- [ARTICLE]
^^^^

Cuirim fáilte roimh an Aire agus roimh an fiosrúcháin seo. There are a number of aspects of this that deserve to be adverted to. The first one is the fact that we have a deficiency in our investigative procedures. Whatever the final outcome of this investigation is those allegations were very serious because of the form in which they were made, and the publicity they were given and because they were made by a television programme which has a reputation for rarely going wrong.
This television programme has done wonderful work on behalf of Irish prisoners, for instance, improperly imprisoned in Britain. This was not cheap, British tabloid journalism, it was a very serious current affairs programme. We have a failing apparently in our law which means that we could not have the Department of Industry or the Department of Agriculture and Food move in and freeze the records of these companies instantenously in the public interest. It appears to me that that leaves anybody involved in sharp practice with a quite significant interval of time in which to dispose of unsavoury records. I do not like that. I am not saying that in this particular case that was done, I have no evidence of that. I am saying that if allegations of this scale are made which have the possibility to do so much harm to what is potentially, I emphasise "potentially" a very important industry in this country that is a regrettable situation. It is also a regrettable situation that much of the debate, in the other House at least, descended into the realm of personalities. I believe our, perhaps, potentially most valuable and most lucrative industry deserves to be looked at in a little less partisan fashion.
I am not going to give the House a lecture about party political favouritism because before it was announced in the other House I was aware, perhaps not in detail, that at least two Governments identified the Goodman Group and Mr. Larry Goodman as the personage to achieve certain national objectives in terms of developing the beef industry. The approach under which that was taken was, to say the least, somewhat flawed.
The beef industry has a problem which goes deeper than Larry Goodman. The question is, is the beef industry going to be market driven or intervention driven? Will it be essentially producing products that can sell because of their quality, their price and their imagination? Is that how it will develop or will it develop in an entirely different way by relying on the fact that you can always fall back on intervention?

^^^^

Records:

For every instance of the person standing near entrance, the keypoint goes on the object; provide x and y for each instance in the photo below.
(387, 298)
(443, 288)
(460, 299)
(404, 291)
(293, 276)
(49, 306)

^^^^

- [LIST OF TASKS]
(A) In the speech, which two government departments does the speaker say could not move in and freeze the companies' records?
(B) Echo the speech from "Cuirim fáilte roimh" to "rarely going wrong.".
(C) Translate this sentence from the speech into French: "The beef industry has a problem which goes deeper than Larry Goodman."
The data plays no part in this work.

- [WRITTEN ANSWERS]
(A) The Department of Industry and the Department of Agriculture and Food.

(B)
Cuirim fáilte roimh an Aire agus roimh an fiosrúcháin seo. There are a number of aspects of this that deserve to be adverted to. The first one is the fact that we have a deficiency in our investigative procedures. Whatever the final outcome of this investigation is those allegations were very serious because of the form in which they were made, and the publicity they were given and because they were made by a television programme which has a reputation for rarely going wrong.

(C) L'industrie de la viande bovine a un problème qui va au-delà de Larry Goodman.